At 1:10 A.M. in downtown Los Angeles, Aura Estrada leaves her $6.90-an-hour job as a janitor and walks to a nearby bus stop, where she waits until 2:30 A.M. She is frightened to stand there alone. If the first bus is late and she misses her chance to transfer to a second one, Estrada has to walk twelve blocks home. She pays $1.60 for her commute. If she wants to take her two small children anywhere, they also have to pay full fare.

To help people like Estrada, the Labor/Community Strategy Center decided to organize bus riders to work for a cleaner, safer, more affordable bus system. The Bus Riders' Union was born. In two years, more than 1,000 Angelenos have become members, and are joining the cause at the rate of fifty per week.

"We have a chance to represent 350,000 people, people nobody cared about, people nobody thought could be organized," says the Center's director, Eric Mann. "Because we have a little bit of power, [the transit authority] can't dismiss us anymore."

**Task 1**
Condense the paragraph in the Bus Riders' Union passage that begins "At 1:10 A.M. in downtown Los Angeles" into a bulleted list that keeps its main facts.
**Task 2**
From the Bus Riders' Union passage, reproduce the text verbatim from "To help people" up to and including "fifty per week.".

**Extracted records**

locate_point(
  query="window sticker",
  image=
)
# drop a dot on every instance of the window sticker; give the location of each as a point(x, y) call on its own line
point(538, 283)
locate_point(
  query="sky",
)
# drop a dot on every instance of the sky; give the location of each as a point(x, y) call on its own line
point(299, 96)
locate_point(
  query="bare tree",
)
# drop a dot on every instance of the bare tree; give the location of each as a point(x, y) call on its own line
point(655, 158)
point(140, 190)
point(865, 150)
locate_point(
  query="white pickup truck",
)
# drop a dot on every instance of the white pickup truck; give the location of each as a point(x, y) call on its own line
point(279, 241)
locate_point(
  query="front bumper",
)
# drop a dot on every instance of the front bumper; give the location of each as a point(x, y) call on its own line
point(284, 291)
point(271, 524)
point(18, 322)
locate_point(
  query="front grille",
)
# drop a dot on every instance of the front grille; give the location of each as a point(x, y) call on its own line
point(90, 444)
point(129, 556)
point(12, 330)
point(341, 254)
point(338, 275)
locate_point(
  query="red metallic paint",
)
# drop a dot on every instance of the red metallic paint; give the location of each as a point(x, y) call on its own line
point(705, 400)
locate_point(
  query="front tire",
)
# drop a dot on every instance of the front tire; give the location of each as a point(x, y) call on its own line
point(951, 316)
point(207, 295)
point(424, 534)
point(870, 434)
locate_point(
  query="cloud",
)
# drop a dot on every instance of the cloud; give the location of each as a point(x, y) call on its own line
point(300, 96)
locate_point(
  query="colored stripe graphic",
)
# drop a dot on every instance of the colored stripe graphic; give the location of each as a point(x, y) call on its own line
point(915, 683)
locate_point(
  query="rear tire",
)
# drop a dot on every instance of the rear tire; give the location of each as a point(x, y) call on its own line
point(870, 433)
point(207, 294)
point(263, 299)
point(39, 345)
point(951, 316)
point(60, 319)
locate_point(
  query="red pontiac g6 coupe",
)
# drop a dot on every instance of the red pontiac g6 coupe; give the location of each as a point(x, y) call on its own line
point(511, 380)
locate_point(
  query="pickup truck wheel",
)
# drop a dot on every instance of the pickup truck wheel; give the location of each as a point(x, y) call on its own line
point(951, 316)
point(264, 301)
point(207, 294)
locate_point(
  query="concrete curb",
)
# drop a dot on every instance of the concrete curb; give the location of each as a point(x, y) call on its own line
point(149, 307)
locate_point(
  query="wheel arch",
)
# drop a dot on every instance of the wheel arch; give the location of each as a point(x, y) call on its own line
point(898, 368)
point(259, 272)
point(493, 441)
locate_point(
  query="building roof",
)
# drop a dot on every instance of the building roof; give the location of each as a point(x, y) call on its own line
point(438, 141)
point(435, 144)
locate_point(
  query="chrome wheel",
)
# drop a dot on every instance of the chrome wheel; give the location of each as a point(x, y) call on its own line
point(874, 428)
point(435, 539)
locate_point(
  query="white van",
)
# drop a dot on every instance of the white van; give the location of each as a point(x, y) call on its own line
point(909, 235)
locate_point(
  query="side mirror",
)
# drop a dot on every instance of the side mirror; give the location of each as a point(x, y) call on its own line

**Task answer 1**
- Aura Estrada works as a janitor in downtown Los Angeles for $6.90 an hour.
- She leaves work at 1:10 A.M. and waits alone at a bus stop until 2:30 A.M., which frightens her.
- If the first bus is late and she misses her transfer, she must walk twelve blocks home.
- Her commute costs $1.60.
- Her two small children must also pay full fare to ride with her.

**Task answer 2**
To help people like Estrada, the Labor/Community Strategy Center decided to organize bus riders to work for a cleaner, safer, more affordable bus system. The Bus Riders' Union was born. In two years, more than 1,000 Angelenos have become members, and are joining the cause at the rate of fifty per week.